DATA FOR ANALYSIS:
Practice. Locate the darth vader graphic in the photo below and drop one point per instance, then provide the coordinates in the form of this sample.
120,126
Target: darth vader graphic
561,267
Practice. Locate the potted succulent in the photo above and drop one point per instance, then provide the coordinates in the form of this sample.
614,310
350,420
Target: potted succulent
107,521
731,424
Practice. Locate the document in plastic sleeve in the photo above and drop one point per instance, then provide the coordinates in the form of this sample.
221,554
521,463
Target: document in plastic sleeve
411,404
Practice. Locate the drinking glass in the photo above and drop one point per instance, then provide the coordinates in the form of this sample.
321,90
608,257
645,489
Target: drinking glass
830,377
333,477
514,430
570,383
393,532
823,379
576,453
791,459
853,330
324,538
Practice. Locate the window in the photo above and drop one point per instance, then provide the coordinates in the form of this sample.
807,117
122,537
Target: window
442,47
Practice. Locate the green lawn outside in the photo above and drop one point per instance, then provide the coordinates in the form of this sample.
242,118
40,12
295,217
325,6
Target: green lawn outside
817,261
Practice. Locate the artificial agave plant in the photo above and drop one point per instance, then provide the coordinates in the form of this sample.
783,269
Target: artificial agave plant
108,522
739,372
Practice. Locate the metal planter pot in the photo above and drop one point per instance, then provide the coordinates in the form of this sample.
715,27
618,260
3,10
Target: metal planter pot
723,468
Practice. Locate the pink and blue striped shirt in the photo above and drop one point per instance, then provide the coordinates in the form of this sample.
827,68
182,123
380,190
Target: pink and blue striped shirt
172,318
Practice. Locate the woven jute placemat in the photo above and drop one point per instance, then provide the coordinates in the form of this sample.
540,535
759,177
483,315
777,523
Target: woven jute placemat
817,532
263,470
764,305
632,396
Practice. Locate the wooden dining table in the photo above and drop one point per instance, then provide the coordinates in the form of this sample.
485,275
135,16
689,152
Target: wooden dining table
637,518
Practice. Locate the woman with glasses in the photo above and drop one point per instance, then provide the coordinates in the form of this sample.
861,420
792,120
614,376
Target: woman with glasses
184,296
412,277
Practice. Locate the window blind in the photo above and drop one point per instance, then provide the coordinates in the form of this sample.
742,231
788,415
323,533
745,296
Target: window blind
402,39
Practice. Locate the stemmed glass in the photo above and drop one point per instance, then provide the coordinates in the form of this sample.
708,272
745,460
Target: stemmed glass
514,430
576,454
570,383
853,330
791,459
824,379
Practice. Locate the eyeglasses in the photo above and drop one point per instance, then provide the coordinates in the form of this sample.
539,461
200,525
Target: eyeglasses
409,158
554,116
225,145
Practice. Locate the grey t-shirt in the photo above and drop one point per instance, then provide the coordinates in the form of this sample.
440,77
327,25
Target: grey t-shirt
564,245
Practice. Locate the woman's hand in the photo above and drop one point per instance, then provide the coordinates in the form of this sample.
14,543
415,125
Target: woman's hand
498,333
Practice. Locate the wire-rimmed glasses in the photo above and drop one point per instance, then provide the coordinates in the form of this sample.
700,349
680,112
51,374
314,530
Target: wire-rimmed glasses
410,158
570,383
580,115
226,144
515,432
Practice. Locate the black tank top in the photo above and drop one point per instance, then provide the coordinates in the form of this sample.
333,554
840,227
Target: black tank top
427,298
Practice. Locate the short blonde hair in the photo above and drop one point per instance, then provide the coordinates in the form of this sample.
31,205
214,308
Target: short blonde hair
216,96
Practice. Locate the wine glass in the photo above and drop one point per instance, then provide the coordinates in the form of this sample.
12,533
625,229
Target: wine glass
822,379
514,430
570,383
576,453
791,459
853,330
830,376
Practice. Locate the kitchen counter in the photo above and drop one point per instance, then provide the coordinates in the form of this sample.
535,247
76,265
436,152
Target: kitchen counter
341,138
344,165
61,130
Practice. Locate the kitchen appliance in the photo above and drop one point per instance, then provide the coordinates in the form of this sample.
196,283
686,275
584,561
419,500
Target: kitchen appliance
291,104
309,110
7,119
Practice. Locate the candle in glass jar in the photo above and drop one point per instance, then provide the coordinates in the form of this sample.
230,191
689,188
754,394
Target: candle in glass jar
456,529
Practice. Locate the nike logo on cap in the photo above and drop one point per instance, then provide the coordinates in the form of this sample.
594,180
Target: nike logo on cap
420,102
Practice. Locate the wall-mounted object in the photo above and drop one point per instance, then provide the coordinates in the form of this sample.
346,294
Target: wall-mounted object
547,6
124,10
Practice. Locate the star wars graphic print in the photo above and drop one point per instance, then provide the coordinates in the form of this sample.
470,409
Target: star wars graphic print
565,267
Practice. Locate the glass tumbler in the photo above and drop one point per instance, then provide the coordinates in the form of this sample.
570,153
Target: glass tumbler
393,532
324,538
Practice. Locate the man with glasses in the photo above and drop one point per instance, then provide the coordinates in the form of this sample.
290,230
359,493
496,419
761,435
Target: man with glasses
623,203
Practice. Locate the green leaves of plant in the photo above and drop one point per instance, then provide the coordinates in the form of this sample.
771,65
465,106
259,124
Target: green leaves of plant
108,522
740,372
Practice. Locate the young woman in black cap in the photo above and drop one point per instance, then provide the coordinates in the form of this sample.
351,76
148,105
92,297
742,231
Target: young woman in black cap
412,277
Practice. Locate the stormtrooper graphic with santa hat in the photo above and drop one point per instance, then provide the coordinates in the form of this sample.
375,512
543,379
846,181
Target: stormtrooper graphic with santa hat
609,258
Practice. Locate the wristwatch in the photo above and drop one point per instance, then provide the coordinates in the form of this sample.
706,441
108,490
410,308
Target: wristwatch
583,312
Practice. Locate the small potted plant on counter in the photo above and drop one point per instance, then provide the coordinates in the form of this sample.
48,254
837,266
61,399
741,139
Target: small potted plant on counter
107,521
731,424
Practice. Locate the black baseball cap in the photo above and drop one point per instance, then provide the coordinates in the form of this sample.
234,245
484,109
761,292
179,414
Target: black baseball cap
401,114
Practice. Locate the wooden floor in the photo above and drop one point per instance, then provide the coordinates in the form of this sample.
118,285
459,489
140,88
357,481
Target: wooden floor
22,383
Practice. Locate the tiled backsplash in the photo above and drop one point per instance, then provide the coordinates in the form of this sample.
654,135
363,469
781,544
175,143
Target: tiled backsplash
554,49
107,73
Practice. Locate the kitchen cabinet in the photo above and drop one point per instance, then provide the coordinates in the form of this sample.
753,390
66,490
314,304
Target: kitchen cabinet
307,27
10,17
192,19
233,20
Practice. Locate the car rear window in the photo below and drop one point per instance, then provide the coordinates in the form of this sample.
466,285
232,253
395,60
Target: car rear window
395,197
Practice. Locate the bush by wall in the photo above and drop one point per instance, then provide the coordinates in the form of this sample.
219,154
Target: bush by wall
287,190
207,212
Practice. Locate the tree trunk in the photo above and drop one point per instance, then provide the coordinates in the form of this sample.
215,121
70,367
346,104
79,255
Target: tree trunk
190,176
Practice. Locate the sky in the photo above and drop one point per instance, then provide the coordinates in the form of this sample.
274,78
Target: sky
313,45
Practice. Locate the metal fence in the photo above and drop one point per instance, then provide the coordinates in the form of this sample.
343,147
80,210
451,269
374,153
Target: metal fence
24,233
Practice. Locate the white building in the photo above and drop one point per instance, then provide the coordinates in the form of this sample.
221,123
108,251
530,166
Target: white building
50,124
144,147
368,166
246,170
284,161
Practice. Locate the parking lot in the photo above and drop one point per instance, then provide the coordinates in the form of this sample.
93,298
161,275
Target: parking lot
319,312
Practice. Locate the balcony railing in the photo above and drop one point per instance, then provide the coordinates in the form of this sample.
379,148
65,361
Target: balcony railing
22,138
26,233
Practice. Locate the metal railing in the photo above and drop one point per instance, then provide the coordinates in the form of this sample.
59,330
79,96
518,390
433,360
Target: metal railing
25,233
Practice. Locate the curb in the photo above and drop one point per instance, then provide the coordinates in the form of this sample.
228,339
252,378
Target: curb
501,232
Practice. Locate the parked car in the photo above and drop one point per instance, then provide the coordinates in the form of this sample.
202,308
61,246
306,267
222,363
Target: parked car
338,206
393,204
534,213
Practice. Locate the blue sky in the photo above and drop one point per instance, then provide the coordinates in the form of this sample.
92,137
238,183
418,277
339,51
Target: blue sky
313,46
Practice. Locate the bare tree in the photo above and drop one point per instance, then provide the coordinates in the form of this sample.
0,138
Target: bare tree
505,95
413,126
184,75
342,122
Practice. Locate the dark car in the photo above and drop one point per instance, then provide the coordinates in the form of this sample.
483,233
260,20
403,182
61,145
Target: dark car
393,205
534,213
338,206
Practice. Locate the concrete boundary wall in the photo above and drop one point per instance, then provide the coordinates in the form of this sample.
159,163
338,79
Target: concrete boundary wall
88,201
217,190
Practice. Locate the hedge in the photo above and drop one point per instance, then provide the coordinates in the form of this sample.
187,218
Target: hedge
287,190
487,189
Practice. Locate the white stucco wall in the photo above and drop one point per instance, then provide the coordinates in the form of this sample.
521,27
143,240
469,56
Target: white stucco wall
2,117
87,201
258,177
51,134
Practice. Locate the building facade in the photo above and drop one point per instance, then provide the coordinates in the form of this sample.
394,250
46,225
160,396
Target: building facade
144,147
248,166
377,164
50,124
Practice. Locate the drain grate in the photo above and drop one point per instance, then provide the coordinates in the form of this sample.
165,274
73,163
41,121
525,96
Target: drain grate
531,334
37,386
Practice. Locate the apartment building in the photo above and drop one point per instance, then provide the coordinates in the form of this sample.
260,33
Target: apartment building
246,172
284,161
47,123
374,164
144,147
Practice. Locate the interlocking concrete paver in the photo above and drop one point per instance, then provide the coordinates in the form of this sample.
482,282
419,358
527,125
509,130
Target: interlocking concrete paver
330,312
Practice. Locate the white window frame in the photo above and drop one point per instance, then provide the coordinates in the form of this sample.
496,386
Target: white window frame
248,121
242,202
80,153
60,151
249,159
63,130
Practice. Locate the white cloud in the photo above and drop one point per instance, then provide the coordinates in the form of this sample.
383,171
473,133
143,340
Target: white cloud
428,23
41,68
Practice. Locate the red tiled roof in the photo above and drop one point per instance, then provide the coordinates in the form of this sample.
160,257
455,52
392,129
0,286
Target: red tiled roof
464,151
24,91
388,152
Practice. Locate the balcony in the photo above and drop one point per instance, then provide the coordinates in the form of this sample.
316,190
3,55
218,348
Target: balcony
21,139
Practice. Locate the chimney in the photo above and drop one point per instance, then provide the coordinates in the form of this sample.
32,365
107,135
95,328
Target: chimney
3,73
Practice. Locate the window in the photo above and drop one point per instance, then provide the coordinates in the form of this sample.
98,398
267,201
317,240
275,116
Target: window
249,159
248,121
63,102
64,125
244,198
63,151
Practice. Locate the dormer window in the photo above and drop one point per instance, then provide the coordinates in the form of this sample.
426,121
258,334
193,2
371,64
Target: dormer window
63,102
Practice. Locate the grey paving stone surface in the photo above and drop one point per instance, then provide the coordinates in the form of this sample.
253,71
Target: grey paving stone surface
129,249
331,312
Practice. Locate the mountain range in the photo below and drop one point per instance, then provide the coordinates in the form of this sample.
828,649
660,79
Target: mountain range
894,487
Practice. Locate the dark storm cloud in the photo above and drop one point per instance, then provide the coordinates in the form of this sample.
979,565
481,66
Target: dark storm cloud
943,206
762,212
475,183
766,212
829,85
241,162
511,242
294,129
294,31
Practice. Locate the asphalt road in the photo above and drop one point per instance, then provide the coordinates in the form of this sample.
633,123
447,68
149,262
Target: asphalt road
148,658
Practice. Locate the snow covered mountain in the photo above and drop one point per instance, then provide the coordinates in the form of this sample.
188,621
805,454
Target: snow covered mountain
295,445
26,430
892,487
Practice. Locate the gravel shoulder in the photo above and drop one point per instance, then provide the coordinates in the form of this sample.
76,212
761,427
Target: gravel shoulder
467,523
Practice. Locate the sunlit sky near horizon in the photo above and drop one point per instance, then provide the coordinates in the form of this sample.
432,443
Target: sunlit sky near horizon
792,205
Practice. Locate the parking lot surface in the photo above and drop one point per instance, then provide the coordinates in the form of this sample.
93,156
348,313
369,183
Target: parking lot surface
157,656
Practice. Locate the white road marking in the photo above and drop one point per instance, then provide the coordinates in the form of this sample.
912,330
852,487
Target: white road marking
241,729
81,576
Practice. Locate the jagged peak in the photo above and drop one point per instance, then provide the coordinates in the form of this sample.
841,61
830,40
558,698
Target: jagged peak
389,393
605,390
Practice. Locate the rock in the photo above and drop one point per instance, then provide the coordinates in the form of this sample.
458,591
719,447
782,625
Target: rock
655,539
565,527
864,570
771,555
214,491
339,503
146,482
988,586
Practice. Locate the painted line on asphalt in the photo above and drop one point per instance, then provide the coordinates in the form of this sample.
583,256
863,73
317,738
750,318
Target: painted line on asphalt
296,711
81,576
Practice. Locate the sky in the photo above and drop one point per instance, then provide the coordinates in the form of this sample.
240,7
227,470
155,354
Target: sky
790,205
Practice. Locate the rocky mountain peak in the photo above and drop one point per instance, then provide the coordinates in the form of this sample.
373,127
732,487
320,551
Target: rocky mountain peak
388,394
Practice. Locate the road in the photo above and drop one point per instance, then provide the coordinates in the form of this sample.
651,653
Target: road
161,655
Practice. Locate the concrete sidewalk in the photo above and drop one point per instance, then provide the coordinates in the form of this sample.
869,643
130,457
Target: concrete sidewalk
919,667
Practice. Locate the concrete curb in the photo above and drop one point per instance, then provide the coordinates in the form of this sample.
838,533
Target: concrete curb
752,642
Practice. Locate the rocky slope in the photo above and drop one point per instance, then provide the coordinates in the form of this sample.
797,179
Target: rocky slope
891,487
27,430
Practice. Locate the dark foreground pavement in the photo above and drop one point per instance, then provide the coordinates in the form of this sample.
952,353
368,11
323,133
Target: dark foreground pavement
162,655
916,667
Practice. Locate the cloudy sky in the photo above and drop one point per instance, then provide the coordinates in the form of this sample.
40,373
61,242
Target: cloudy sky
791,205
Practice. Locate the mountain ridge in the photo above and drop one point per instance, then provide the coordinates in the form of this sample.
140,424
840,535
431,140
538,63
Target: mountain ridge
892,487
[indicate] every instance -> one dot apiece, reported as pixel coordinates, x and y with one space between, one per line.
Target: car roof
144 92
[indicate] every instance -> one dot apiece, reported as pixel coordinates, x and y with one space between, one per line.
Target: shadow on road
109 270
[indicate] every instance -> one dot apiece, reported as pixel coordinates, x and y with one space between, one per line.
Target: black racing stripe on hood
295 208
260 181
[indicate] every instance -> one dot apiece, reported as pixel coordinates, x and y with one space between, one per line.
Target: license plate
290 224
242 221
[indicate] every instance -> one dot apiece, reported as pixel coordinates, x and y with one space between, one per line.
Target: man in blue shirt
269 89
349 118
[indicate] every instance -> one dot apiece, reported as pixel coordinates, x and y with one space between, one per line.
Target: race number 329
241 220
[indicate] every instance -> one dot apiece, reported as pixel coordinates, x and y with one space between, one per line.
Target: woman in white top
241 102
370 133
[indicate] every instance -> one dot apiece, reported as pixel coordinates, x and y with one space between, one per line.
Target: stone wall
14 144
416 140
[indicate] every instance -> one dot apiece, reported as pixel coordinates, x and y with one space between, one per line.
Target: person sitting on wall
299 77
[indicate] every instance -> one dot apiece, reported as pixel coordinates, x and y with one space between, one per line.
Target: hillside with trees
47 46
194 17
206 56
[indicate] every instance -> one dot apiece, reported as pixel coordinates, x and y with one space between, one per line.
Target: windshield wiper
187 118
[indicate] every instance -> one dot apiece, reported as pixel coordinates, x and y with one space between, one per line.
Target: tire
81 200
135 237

YOUR INSTRUCTIONS:
Your task is to retype the entries verbatim, starting with the line that holds "Target: window blind" and stopping after the line that holds "Practice. Locate the wine".

ANSWER BOX:
Target: window blind
402,39
Practice. Locate the stemmed glass in the photo above and drop one point per instance, then provide the coordinates in the form of this sample.
708,272
745,460
Target: stemmed glass
514,430
576,454
570,383
853,330
791,459
824,379
Practice. Locate the eyeglasses in the photo above and drop one point per instance, then provide the coordinates in the form of this sample.
539,461
200,525
Target: eyeglasses
409,158
554,116
225,145
Practice. Locate the grey t-shirt in the photo above and drop one point per instance, then provide the coordinates in the form of this sample.
440,77
327,25
Target: grey t-shirt
564,245
Practice. Locate the woman's hand in the photo above and drop one point per instance, then provide the coordinates in the form of this sample.
14,543
415,125
Target: woman's hand
498,333
Practice. Locate the wire-rimmed glasses in the photo above and drop one point per instance, then provide the coordinates in the form of this sample.
700,349
680,112
51,374
314,530
Target: wire-rimmed glasses
410,158
570,383
580,115
226,144
515,432
Practice. Locate the black tank top in the photo above and drop one point per instance, then provide the coordinates in the form of this sample.
333,554
840,227
Target: black tank top
427,298
Practice. Locate the short blonde hair in the photo above and drop one point per instance, then provide the coordinates in the form of this sample.
31,205
214,308
Target: short blonde hair
216,96
Practice. Locate the wine glass in the photo above and drop one point per instance, then provide the coordinates in the form of this sample.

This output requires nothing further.